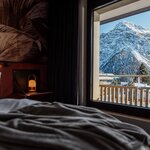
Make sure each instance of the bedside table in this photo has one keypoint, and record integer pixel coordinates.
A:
(41, 96)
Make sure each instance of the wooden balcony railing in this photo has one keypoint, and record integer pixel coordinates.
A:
(128, 95)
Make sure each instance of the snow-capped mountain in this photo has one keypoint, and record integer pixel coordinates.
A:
(123, 49)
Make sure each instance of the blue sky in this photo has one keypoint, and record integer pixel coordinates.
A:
(139, 19)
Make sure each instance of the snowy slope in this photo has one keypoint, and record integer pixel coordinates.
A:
(123, 49)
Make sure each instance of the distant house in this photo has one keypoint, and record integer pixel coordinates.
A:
(106, 79)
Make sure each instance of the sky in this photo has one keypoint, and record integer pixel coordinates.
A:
(139, 19)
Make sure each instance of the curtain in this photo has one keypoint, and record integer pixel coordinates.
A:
(62, 57)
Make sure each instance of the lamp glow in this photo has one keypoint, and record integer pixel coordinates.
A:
(32, 83)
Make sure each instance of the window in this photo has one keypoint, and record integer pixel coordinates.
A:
(121, 54)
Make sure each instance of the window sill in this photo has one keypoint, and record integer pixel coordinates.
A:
(141, 112)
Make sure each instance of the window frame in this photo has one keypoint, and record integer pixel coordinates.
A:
(125, 109)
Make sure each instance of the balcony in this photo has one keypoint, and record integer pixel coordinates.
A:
(133, 95)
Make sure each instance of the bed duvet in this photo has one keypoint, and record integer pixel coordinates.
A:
(58, 126)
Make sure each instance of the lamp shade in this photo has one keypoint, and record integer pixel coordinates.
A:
(31, 83)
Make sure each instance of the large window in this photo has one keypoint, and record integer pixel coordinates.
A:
(121, 55)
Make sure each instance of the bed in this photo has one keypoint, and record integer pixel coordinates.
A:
(33, 125)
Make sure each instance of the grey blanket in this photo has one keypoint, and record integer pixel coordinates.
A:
(57, 126)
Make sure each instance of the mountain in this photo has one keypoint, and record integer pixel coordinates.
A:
(123, 49)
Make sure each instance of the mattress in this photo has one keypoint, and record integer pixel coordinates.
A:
(33, 125)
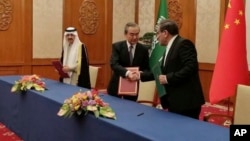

+ + + + + + +

● **Work item**:
Only the pictures are to be dropped; all other material above must be repeated exactly.

● **Exercise answer**:
Make sure each instance of the bedside table in this photo has one keypoint, and record integer pixel coordinates.
A:
(41, 96)
Make sure each instance of the wooden balcony railing in this photo has one keypoint, and record integer pixel coordinates.
A:
(128, 95)
Make sure each instance of the snow-capped mountain in this photo has one keypoint, and record integer pixel coordinates.
A:
(123, 49)
Make sure each instance of the blue sky in this photo has one keypoint, and record integer pixel coordinates.
A:
(139, 19)
Make sure each instance of the snowy slope in this photo has one keypoint, and record integer pixel coordinates.
A:
(123, 49)
Make sure each instance of the distant house in this photo has one keypoint, and record integer pixel coordinates.
A:
(106, 79)
Make sure each instance of the sky in this photo has one keypoint, and record integer pixel coordinates.
A:
(139, 19)
Make sure each instance of the curtain in this photo has one keypoint, and record integer pixel coordinates.
A:
(62, 57)
Make sure each instance of the lamp glow in this photo has one keypoint, and record integer pixel coordinates.
A:
(32, 83)
Make sure each instance of the window in this photo has one keypoint, and record integer pixel coordinates.
A:
(121, 54)
Make sure each instance of the window sill in this photo has one keypoint, and record integer pixel coordinates.
A:
(141, 112)
Make sure each instance of the window frame in this photo has one keypoint, and record integer pixel coordinates.
A:
(125, 109)
Make sure each instance of the balcony in this photo has one keypoint, and record integer pixel coordinates.
A:
(133, 95)
Make sure each instance of the bed duvet in this photo has one keypoint, and record integer pixel coordinates.
A:
(58, 126)
Make sure each instance of the lamp shade in this photo has one keypoint, and record integer pixel coordinates.
A:
(31, 83)
Make sure each instance of the large window in this photo has one keypoint, and record integer pixel coordinates.
A:
(121, 55)
Make sure each instance of the bed in this photo has one keypoint, and record integer pixel coordinates.
A:
(33, 125)
Make sure each instance of the grey blanket in this photo has one keypoint, and record integer pixel coordinates.
A:
(57, 126)
Make sure each instance of the mountain in this photo has one keypoint, and record integer pixel coordinates.
A:
(123, 49)
Make sure each instance of the mattress in this photo has one keypoint, and record integer pixel coordinates.
A:
(33, 125)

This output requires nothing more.